• TASK INPUTS:
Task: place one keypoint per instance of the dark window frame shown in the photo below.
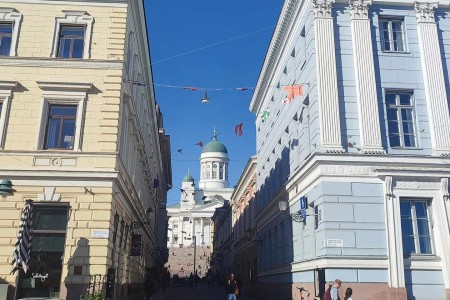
(72, 38)
(62, 118)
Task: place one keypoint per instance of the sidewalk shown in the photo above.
(201, 292)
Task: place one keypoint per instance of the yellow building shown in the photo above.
(79, 136)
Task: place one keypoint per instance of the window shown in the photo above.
(60, 130)
(416, 234)
(71, 41)
(393, 35)
(6, 30)
(400, 119)
(72, 35)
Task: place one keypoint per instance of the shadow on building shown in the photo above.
(78, 280)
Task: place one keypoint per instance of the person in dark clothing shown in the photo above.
(231, 287)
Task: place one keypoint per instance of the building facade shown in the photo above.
(80, 138)
(365, 147)
(190, 220)
(243, 208)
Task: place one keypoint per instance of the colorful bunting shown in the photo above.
(238, 129)
(265, 115)
(293, 91)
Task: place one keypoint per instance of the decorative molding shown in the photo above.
(322, 8)
(420, 185)
(74, 17)
(433, 74)
(366, 90)
(11, 15)
(388, 187)
(61, 63)
(359, 9)
(49, 195)
(425, 11)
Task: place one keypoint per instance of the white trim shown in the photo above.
(75, 18)
(65, 92)
(6, 88)
(13, 16)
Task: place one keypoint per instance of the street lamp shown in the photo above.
(6, 188)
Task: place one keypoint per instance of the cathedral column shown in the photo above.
(203, 230)
(433, 74)
(330, 129)
(366, 90)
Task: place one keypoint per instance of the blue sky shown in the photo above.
(177, 27)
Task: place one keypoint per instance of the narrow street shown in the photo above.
(202, 292)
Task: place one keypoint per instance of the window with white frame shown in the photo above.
(72, 36)
(400, 119)
(392, 34)
(62, 119)
(416, 230)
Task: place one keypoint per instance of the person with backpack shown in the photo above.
(327, 294)
(334, 292)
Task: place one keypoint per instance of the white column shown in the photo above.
(433, 74)
(394, 237)
(203, 230)
(330, 129)
(366, 89)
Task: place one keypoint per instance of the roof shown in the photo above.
(215, 146)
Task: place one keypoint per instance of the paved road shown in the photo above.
(202, 292)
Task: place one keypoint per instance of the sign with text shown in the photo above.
(303, 207)
(335, 243)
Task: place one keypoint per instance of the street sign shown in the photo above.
(303, 207)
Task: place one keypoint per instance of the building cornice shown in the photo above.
(287, 18)
(97, 64)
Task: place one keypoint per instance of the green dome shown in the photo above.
(188, 178)
(215, 146)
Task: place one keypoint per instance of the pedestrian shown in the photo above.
(231, 288)
(348, 294)
(335, 290)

• WHAT TO PRODUCE:
Everything in the entries except the pictures should be returned exactly as given.

• ANSWER TO THIS EXERCISE:
Task: place one keypoint per instance of the dark window frame shown in the photo below.
(72, 38)
(62, 118)
Task: place one keypoint per instance of the sidewalk shown in the photo above.
(201, 292)
Task: place one keypoint per instance of the yellow building shown in the photo above.
(79, 136)
Task: place one keypoint per instance of the window shown in the photo above.
(60, 130)
(416, 234)
(71, 41)
(393, 35)
(6, 30)
(400, 119)
(72, 35)
Task: place one keypoint per instance of the shadow on building shown in the photo above.
(78, 280)
Task: place one keypoint per instance of the person in dark clothing shown in the photo above.
(231, 287)
Task: place one keypoint per instance of the building facade shown in the photo above.
(80, 138)
(365, 147)
(190, 220)
(243, 208)
Task: place one keypoint per instance of the colorful bunting shown in the photo above.
(238, 129)
(265, 115)
(293, 91)
Task: place one keypoint per instance of the decorative molding shown in the photo above.
(322, 8)
(420, 185)
(74, 17)
(433, 74)
(366, 90)
(11, 15)
(388, 187)
(61, 63)
(359, 9)
(49, 195)
(425, 11)
Task: place one keypoint per instance of the white trim shown in the photo above.
(75, 18)
(65, 92)
(6, 88)
(13, 16)
Task: place one keypoint per instance of the street lamp shown in the photo above.
(6, 188)
Task: place one keypoint per instance of the cathedral column shown in the photo above.
(203, 230)
(433, 74)
(330, 129)
(366, 90)
Task: place one keypoint per instance of the blue sky shown in the photo above.
(177, 27)
Task: place one keypoint per instance of the narrow street shown in the photo above.
(202, 292)
Task: place one keypoint per instance of the window with white frame shown in the photo above.
(72, 36)
(400, 119)
(392, 34)
(62, 119)
(416, 230)
Task: place one keypoint per instance of the person with backpack shown in the photo above.
(327, 294)
(334, 292)
Task: place one keypoint per instance of the white column shown in the photo above.
(433, 74)
(394, 237)
(203, 230)
(330, 129)
(366, 89)
Task: place one keypoint per instance of the roof shown in the photo above.
(215, 146)
Task: place one keypoint per instance of the paved road shown in the photo above.
(202, 292)
Task: place one keypoint per instance of the sign with text shown in the photo above.
(303, 207)
(335, 243)
Task: place one keypoint per instance of the street sign shown in the photo above.
(303, 207)
Task: place one keypoint per instance of the building cornice shown in the photo above.
(287, 18)
(97, 64)
Task: place one keypoint per instance of the green dome shown in the photo above.
(188, 178)
(215, 146)
Task: place one keypoint per instance of the pedestrian shown in the photo above.
(231, 288)
(348, 294)
(335, 290)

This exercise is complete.